>> start
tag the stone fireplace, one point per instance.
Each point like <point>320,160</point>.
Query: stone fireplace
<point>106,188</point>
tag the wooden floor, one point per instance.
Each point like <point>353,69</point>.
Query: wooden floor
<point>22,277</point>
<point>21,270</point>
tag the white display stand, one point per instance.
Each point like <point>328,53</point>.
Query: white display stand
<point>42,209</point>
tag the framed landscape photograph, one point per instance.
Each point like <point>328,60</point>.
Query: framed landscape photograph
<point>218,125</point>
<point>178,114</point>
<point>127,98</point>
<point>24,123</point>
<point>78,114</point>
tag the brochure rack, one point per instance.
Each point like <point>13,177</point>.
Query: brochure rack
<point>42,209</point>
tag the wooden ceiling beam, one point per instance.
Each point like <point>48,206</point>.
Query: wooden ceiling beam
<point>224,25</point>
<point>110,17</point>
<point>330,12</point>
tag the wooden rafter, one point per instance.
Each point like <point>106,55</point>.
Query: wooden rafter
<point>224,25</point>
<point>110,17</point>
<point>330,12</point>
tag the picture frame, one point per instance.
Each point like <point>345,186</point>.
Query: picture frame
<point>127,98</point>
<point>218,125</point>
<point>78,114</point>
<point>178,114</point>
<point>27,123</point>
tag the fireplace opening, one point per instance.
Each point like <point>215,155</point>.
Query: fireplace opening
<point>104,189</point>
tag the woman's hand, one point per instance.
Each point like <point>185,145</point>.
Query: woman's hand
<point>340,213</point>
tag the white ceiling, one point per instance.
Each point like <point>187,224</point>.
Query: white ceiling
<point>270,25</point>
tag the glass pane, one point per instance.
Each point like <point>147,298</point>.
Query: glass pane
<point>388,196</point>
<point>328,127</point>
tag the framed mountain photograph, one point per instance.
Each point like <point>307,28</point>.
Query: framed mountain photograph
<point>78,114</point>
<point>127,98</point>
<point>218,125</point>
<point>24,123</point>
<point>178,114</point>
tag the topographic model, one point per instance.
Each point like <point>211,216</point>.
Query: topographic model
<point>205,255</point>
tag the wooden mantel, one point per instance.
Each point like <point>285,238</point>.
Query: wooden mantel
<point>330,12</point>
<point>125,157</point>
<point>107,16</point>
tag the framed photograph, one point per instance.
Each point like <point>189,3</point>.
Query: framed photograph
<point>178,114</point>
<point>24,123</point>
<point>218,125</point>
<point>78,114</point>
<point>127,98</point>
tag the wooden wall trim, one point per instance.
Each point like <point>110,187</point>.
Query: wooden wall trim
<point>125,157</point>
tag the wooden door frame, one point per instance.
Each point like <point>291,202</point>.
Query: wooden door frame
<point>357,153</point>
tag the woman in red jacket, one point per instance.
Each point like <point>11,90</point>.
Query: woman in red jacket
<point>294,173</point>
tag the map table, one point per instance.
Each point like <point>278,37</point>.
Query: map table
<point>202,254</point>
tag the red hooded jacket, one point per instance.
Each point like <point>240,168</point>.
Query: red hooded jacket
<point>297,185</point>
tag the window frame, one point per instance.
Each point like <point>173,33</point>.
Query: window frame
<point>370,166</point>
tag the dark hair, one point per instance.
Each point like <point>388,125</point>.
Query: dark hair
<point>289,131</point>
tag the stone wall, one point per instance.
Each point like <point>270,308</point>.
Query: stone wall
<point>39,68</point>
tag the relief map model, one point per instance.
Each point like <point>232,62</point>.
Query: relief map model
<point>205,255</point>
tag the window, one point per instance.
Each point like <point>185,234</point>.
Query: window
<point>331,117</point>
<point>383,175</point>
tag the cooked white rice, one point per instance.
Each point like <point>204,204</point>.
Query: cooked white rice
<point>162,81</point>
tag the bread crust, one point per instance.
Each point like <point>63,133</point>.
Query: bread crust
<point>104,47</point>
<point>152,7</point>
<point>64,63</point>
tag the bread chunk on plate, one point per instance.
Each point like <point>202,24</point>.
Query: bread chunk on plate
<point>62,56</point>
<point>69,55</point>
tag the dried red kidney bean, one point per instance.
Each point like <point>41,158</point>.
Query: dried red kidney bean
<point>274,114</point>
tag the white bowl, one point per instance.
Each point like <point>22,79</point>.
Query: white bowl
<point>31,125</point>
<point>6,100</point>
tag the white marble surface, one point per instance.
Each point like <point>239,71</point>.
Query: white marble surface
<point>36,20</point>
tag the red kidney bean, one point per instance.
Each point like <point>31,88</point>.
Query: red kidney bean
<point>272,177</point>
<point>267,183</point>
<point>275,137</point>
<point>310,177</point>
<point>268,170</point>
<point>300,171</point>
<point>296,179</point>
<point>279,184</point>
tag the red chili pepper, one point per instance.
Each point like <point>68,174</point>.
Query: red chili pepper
>> end
Copy all of the data above word for word, from the first line to the last, changing nothing.

▶ _REPLY TO THE TASK_:
tag the stone fireplace, one point per instance.
Each point like <point>320,160</point>.
Query: stone fireplace
<point>106,188</point>
tag the wooden floor, one point per instance.
Each point like <point>353,69</point>.
Query: wooden floor
<point>22,277</point>
<point>21,270</point>
tag the white display stand, one point per instance.
Each point like <point>328,53</point>.
Query: white display stand
<point>42,209</point>
tag the framed landscape photograph, one point per instance.
Each point like <point>328,60</point>.
Query: framed landscape photograph
<point>218,125</point>
<point>178,114</point>
<point>127,98</point>
<point>24,123</point>
<point>78,114</point>
tag the brochure rack, one point per instance.
Each point like <point>13,177</point>.
Query: brochure rack
<point>42,209</point>
tag the wooden ceiling beam, one point per instance.
Each point like <point>48,206</point>.
Query: wooden ceiling beam
<point>224,25</point>
<point>110,17</point>
<point>330,12</point>
tag the wooden rafter, one point per instance.
Each point like <point>106,55</point>.
Query: wooden rafter
<point>224,25</point>
<point>110,17</point>
<point>330,12</point>
tag the picture frame, one point per instance.
Each point like <point>345,186</point>.
Query: picture frame
<point>127,98</point>
<point>218,125</point>
<point>78,114</point>
<point>178,114</point>
<point>27,123</point>
tag the fireplace opening, one point per instance.
Each point like <point>215,155</point>.
Query: fireplace opening
<point>104,189</point>
tag the woman's hand, one point per instance.
Each point like <point>185,145</point>.
Query: woman's hand
<point>340,213</point>
tag the white ceiling, one point per instance.
Each point like <point>187,224</point>.
Query: white ceiling
<point>270,25</point>
tag the glass pane, one point per instance.
Each point like <point>147,298</point>.
Query: glass pane
<point>388,196</point>
<point>328,127</point>
tag the framed mountain photograph, one point per instance.
Each point like <point>307,28</point>.
Query: framed mountain photograph
<point>78,114</point>
<point>127,98</point>
<point>218,125</point>
<point>24,123</point>
<point>178,114</point>
tag the topographic model, one point per instance.
Each point like <point>211,216</point>.
Query: topographic model
<point>205,255</point>
tag the wooden mantel, one point per instance.
Each point like <point>285,238</point>.
Query: wooden mantel
<point>330,12</point>
<point>125,157</point>
<point>107,16</point>
tag the framed photograph, one point per instance.
Each point like <point>189,3</point>.
Query: framed photograph
<point>178,114</point>
<point>24,123</point>
<point>218,125</point>
<point>78,114</point>
<point>127,98</point>
tag the wooden wall trim, one point per instance.
Each point like <point>110,187</point>.
Query: wooden wall trim
<point>125,157</point>
tag the wooden door frame, one point per instance.
Each point like <point>291,202</point>.
Query: wooden door frame
<point>357,153</point>
tag the woman in red jacket, one point per instance.
Each point like <point>11,90</point>.
Query: woman in red jacket
<point>294,173</point>
tag the map table, one point per instance.
Each point like <point>278,37</point>.
Query: map table
<point>202,254</point>
tag the red hooded jacket, one point per instance.
Each point like <point>240,168</point>.
Query: red hooded jacket
<point>297,185</point>
tag the window frame, one point per instance.
Each point like <point>173,33</point>.
Query: window frame
<point>370,166</point>
tag the dark hair, one point per instance.
Each point like <point>388,125</point>.
Query: dark hair
<point>289,131</point>
tag the stone wall, one point per instance.
Each point like <point>270,308</point>.
Query: stone wall
<point>39,68</point>
tag the relief map model, one point per instance.
Each point like <point>232,62</point>.
Query: relief map model
<point>205,255</point>
tag the window, one point per instance.
Each point like <point>185,234</point>.
Query: window
<point>331,117</point>
<point>383,175</point>
tag the cooked white rice, one point per instance.
Each point like <point>204,204</point>.
Query: cooked white rice
<point>162,81</point>
tag the bread crust, one point per instance.
Each point like <point>63,133</point>.
Query: bread crust
<point>104,47</point>
<point>152,7</point>
<point>64,63</point>
tag the bread chunk on plate, one point per instance.
Each point like <point>202,24</point>.
Query: bread chunk on plate
<point>62,56</point>
<point>69,55</point>
tag the dried red kidney bean, one point per instance.
Each point like <point>41,158</point>.
Query: dried red kidney bean
<point>274,114</point>
tag the white bowl, one point per instance.
Each point like <point>22,79</point>.
Query: white bowl
<point>31,125</point>
<point>6,100</point>
tag the white marble surface, one point per instance.
Each point like <point>239,71</point>.
Query: white marble surface
<point>36,20</point>
tag the red kidney bean, one point per instance.
Each point like <point>31,88</point>.
Query: red kidney bean
<point>272,177</point>
<point>267,183</point>
<point>275,137</point>
<point>310,177</point>
<point>268,170</point>
<point>300,171</point>
<point>296,179</point>
<point>279,184</point>
tag the red chili pepper, one point per instance.
Each point like <point>68,174</point>.
Query: red chili pepper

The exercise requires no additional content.